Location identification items
§

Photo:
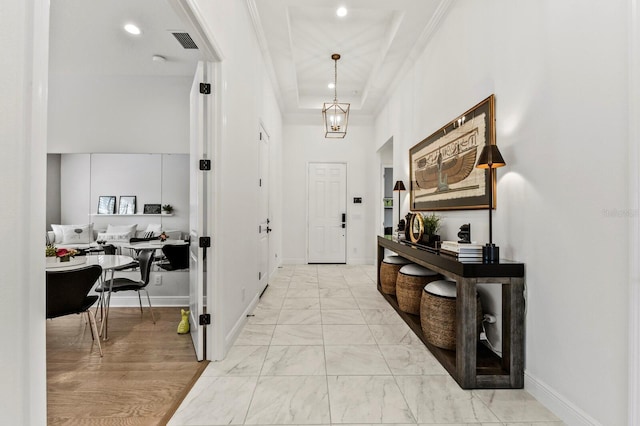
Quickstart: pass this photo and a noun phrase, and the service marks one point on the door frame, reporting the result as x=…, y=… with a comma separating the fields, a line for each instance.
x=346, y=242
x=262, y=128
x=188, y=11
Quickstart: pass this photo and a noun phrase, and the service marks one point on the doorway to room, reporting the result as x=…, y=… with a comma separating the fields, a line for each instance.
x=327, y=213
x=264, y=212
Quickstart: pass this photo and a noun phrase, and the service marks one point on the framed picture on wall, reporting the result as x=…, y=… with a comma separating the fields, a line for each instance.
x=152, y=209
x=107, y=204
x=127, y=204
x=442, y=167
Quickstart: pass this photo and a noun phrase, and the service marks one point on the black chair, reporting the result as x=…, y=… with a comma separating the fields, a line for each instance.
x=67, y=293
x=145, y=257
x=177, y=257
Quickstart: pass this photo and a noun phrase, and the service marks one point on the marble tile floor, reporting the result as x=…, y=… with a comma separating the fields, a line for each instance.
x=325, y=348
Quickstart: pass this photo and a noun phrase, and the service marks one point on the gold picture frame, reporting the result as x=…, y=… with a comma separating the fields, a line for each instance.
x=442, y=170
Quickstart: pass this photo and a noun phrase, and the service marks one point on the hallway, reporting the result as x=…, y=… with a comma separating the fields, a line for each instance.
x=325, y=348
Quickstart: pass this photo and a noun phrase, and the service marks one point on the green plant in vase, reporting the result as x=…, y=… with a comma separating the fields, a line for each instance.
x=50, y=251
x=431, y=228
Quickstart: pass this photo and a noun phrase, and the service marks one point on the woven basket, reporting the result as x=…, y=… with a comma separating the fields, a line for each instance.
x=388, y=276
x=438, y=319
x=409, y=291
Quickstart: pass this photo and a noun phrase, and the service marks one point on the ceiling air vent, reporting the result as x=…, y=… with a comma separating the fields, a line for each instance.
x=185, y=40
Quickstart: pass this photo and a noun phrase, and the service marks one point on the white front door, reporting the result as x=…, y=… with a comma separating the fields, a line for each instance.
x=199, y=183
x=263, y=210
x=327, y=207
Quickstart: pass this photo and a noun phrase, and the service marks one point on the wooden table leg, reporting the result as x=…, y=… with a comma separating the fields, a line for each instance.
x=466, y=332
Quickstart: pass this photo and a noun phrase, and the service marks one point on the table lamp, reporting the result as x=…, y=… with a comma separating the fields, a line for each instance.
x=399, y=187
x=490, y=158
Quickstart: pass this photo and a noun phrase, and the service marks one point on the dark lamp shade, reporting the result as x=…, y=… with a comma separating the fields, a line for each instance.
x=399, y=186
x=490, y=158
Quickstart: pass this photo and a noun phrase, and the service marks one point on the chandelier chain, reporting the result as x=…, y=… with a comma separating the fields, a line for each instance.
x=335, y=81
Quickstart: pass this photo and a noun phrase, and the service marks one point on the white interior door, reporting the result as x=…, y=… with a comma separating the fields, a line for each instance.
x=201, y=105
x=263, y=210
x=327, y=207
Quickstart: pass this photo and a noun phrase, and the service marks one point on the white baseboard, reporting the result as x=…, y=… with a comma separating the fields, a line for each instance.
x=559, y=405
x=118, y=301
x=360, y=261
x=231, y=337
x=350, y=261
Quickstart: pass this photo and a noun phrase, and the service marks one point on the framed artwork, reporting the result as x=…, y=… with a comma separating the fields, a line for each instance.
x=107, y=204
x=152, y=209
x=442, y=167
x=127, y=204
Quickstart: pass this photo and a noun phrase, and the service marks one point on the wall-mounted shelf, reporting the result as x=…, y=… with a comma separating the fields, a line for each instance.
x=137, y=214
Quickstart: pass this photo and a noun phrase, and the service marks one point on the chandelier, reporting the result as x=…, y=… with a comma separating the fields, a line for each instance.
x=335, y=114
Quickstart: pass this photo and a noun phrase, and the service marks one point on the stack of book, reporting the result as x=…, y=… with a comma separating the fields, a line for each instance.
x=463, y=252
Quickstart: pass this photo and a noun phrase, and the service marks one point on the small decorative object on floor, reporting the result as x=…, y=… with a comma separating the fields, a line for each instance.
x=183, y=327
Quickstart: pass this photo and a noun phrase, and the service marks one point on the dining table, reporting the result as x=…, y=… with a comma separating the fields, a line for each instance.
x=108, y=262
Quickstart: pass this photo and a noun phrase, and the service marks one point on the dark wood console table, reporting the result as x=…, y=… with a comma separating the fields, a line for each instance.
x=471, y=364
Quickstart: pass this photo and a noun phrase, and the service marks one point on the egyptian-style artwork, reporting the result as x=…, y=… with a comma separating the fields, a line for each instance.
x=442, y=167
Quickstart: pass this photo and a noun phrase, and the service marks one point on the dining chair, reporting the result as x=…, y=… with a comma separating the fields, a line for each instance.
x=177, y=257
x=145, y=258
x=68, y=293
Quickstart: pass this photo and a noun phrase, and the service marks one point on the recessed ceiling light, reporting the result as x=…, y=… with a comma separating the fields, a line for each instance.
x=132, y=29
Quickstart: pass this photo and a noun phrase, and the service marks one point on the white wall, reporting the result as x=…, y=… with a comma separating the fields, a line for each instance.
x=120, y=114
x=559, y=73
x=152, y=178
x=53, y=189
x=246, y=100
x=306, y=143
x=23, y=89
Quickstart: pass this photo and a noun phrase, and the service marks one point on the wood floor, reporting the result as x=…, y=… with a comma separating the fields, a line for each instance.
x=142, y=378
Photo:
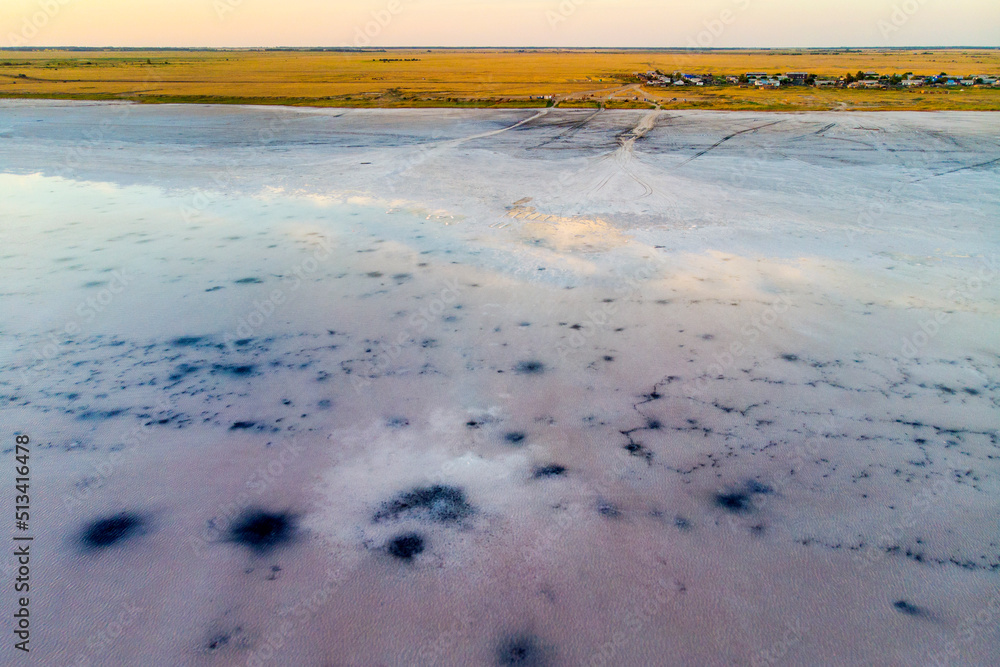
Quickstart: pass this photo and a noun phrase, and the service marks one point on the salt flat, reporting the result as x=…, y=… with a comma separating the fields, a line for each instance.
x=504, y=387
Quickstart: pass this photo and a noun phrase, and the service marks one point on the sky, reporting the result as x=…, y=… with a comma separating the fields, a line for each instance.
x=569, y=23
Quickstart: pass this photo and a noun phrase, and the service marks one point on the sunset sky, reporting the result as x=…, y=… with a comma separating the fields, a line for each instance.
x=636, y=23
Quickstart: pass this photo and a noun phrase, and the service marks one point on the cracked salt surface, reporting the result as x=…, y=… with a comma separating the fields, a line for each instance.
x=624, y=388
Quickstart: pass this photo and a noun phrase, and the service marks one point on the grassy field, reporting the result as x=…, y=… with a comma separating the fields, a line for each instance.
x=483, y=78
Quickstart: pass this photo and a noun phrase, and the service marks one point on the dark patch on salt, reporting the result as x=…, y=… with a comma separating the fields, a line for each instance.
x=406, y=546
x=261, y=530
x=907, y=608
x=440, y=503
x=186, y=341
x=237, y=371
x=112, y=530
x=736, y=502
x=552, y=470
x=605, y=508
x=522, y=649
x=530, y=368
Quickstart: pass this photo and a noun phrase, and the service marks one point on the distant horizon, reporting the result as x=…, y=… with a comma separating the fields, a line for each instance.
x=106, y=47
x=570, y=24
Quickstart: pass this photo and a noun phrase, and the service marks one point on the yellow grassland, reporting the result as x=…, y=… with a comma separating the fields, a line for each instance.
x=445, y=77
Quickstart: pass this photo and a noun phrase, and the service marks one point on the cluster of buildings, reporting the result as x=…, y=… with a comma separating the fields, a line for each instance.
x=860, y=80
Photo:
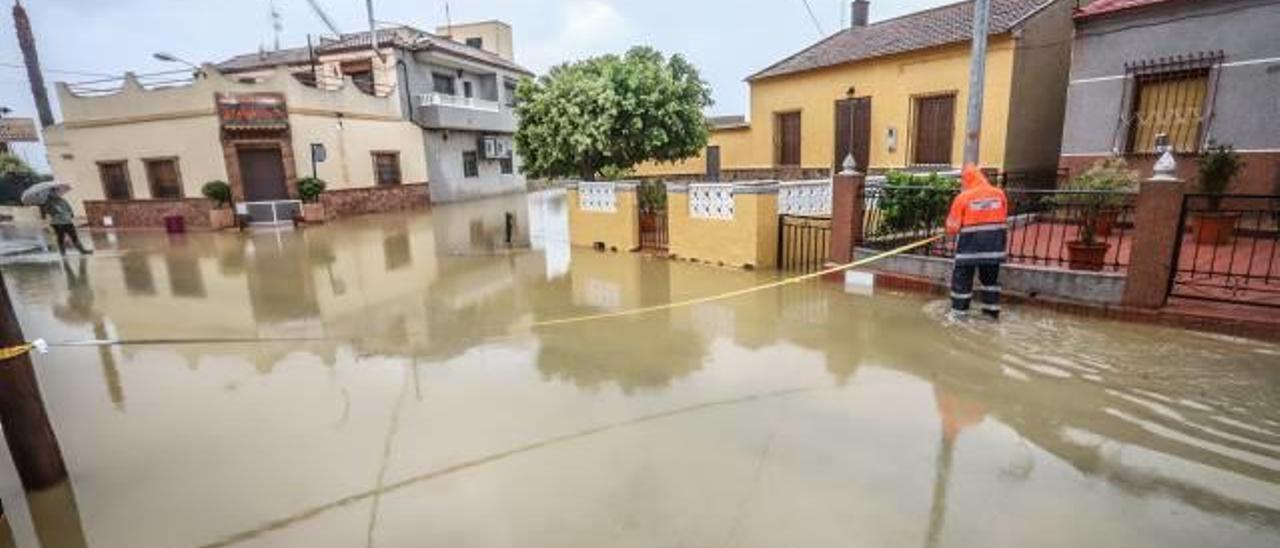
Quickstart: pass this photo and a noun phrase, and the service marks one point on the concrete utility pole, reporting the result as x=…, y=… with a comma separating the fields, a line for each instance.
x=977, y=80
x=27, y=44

§

What the task asks
Can you present the lines of the material above as a numbered list, skipping any blank lines and leaving the pictures out?

Result
1. Photo:
2. Quickstart: pass this photo and a noun phrase, and the service marks one point on the door frame, reporting the result as x=…, y=… with a comma separating the fields, a line for each instance.
3. x=346, y=242
4. x=262, y=128
5. x=188, y=11
6. Quickstart: pass this photo and a noun phrase, and the service marks one point on the doorway to room, reporting the result as x=…, y=… with a comma separating the fields, a line for each instance.
7. x=327, y=213
8. x=264, y=212
9. Quickstart: pass this photo and a noun phrase, and the service marks one point on the framed picture on wall, reporting the result as x=…, y=… with a comma separating the fields, a line for each instance.
10. x=152, y=209
11. x=107, y=204
12. x=127, y=204
13. x=442, y=167
14. Quickstart: pass this photo and a noun phrase, and the service marks one point on the black chair, reporting the result as x=…, y=… with a comma separating the fields, a line for each instance.
15. x=67, y=293
16. x=145, y=257
17. x=177, y=257
18. Quickstart: pass this photo and a noun phrase, and the service marks one point on the marble tile floor, reporting the result as x=…, y=… with a comma separating the fields, a line for each instance.
19. x=325, y=348
20. Quickstart: pass this photo and a noun phrase, and the service marks one point on the gold picture frame, reporting the result as x=…, y=… with a comma separating the fields, a line for each instance.
21. x=442, y=170
22. Quickstart: pass this photo and a noun phrase, and the service marks one point on the hallway, reporting the result as x=…, y=… with a comma separating the fields, a line for each instance.
23. x=325, y=348
24. Quickstart: pass this photo and a noun phrase, and the service marks one point on the green plant in vase, reporting the result as x=…, y=… with a comma separating the fields, a line for each instance.
25. x=50, y=251
26. x=431, y=228
27. Quickstart: pass this photo and a noun phrase, and the service marks one point on the woven basket, reporting the result as x=…, y=… with a comma separating the fields, a line for each instance.
28. x=388, y=276
29. x=438, y=319
30. x=409, y=291
31. Quickstart: pass this photo and a noun phrase, and the service marks one point on the ceiling air vent, reporting the result as x=…, y=… with a comma separating the fields, a line for each instance.
32. x=185, y=40
33. Quickstart: pass this photo and a noun phrase, and the service marks one point on the white front door, reporting the result as x=…, y=… with a comma separating the fields, a line for each instance.
34. x=199, y=183
35. x=263, y=210
36. x=327, y=207
37. Quickstart: pass this photo and a noun phrase, and the service marks one point on the wooden table leg, reporting the result as x=…, y=… with a comma separating the fields, a line for each instance.
38. x=466, y=332
39. Quickstart: pass this photo and a noun phrase, and the service marks one point on the table lamp, reporting the result as x=…, y=… with a comma separating the fields, a line for each instance.
40. x=399, y=187
41. x=490, y=158
42. Quickstart: pass this photo and a noun phrase, and the service marks one point on the dark lamp shade, reporting the result as x=…, y=… with a comma separating the fields, a line for each instance.
43. x=399, y=186
44. x=490, y=158
45. Quickstart: pass this photo and a noun phrase, and the service marks one point on the chandelier chain, reporting the result as x=…, y=… with a comma separating the fields, a line for each instance.
46. x=335, y=81
47. Quickstart: pass this photo and a noun phrase, and the service marks one point on the white interior door, reporting the result as x=…, y=… with a comma separating the fields, a line for each instance.
48. x=201, y=105
49. x=263, y=210
50. x=327, y=207
51. Quickstart: pass this photo and a noun phrase, and the service marks one point on the white baseboard, reporting the result as x=…, y=… with a comma separating the fields, a line for each instance.
52. x=559, y=405
53. x=118, y=301
54. x=360, y=261
55. x=231, y=337
56. x=350, y=261
57. Quickstart: pass this photo and a noun phrase, and the service marks one point on the framed artwork, reporting the result as x=…, y=… with a comma separating the fields, a line for each instance.
58. x=107, y=204
59. x=152, y=209
60. x=442, y=167
61. x=127, y=204
62. Quickstart: pass this photo and a noun phrase, and the service marks one point on the wall-mounted shelf, reporting the result as x=…, y=… with a comma separating the fields, a line for each instance.
63. x=137, y=214
64. Quickstart: pass this photo and a noun phrase, and the service marks one point on the chandelier, reporting the result as x=…, y=… with a comma separating the fields, a line for each instance.
65. x=335, y=114
66. Quickstart: pass this photo and a noun phrase, and the service marks one point on the stack of book, reporting the result as x=…, y=… with a comma separating the fields, a line for each instance.
67. x=463, y=252
68. Quickstart: pass this photo and a noun phrase, and the service marks one point on the small decorative object on floor, reporting the result as x=…, y=… with a comma separating the fields, a line for each instance.
69. x=183, y=327
70. Quickstart: pass this photo and a noun phrase, and the service marks one point on the dining table, reporting the result as x=…, y=… with a comma separating the fields, a line for each instance.
71. x=108, y=262
72. Quickstart: pass this photo and a noun phrase, and the service marks one point on the dark wood console table, reporting the result as x=…, y=… with a comma separating the fields, a line for each instance.
73. x=471, y=364
74. Quickstart: pass this photo and a noun phrase, and the service marks one point on the egyptian-style artwork, reporting the result as x=…, y=… with a comma separating the fields, a line for each instance.
75. x=442, y=167
76. Quickstart: pass this photo and a noun phrase, and the service marks one point on the dining chair, reporting the result as x=…, y=… with a comma separating the fields, a line for each instance.
77. x=177, y=257
78. x=145, y=258
79. x=68, y=293
80. Quickstart: pass this photo and a noun phrase, and the service marks one point on the recessed ceiling light, reporting the result as x=…, y=… with a comma separating the fields, a line for each instance.
81. x=132, y=29
82. Quickstart: pass this photo and a noun phrase, and the service marks one point on the white wall, reporting the result as x=…, y=… with a comma separating the fields, a line for each instance.
83. x=120, y=114
84. x=559, y=73
85. x=152, y=178
86. x=53, y=189
87. x=246, y=100
88. x=306, y=143
89. x=23, y=89
90. Quickstart: pass this photo and a noun phrase, and the service marks one point on the wood floor, reporting the result as x=…, y=… with a comma separating the fields, a line for each instance.
91. x=142, y=378
92. Photo:
93. Quickstart: pass this photo and a noun phrase, and the service marks one point on the salt flat, reporting the result as x=…, y=… with a comma separating the fields, a line for each instance.
94. x=504, y=387
95. Quickstart: pass this photo and a noun phrase, and the service marks one point on the sky, reporting the result as x=…, y=… with a comma separating the fields, a line for each instance.
96. x=569, y=23
97. Quickstart: pass this photo and a noun phrase, and the service marks one point on the sunset sky, reporting the result as x=…, y=… with a comma separating the fields, a line for each instance.
98. x=636, y=23
99. Quickstart: pass this photo and a noun phrase, and the service marks one point on the cracked salt surface, reporting the result as x=…, y=… with a comma separating the fields, a line for each instance.
100. x=624, y=388
101. Quickstart: pass this photo and a noun phrase, and the service marks one point on the grassy field, reporting the result as x=…, y=… with a comma separating the fields, a line for each instance.
102. x=483, y=78
103. Quickstart: pass this photo and a noun phrase, and the service marks one point on the dark patch on salt, reporting the result as x=…, y=… with a comma separating the fields, a line for each instance.
104. x=406, y=546
105. x=261, y=530
106. x=907, y=608
107. x=440, y=503
108. x=186, y=341
109. x=237, y=371
110. x=112, y=530
111. x=736, y=502
112. x=552, y=470
113. x=605, y=508
114. x=522, y=649
115. x=530, y=368
116. Quickstart: pass this photo and a noun phrase, and the service marks one point on the distant horizon, reporting the result as x=…, y=… with a comma separating the fields, a line for each instance.
117. x=106, y=47
118. x=570, y=24
119. Quickstart: pass this photo and a noun phrase, and the service marks one point on the yellow grassland, reporting the result as x=…, y=… with a comma separating the fields, a line for each instance.
120. x=445, y=77
121. Quickstart: pass this photo and a noun phrase, and the service marks one point on the cluster of buildings, reporting the result as x=…, y=… with a comma separating the fields, a line for each instance.
122. x=860, y=80
123. Photo:
124. Quickstart: pass this photo and a noun phrase, and the service marks one point on the concrete utility pole, reporting the result as x=…, y=… with a comma separating the fields, a line for each instance.
125. x=977, y=80
126. x=27, y=44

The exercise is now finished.